• WHAT YOU ARE ASKED TO DO:
Please pull out every line of the material below that contains the string "find", copying each line in full.

• WORKING DATA:
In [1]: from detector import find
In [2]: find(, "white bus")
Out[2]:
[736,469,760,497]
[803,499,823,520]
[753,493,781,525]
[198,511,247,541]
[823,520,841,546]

• THE SOLUTION:
In [1]: from detector import find
In [2]: find(, "white bus")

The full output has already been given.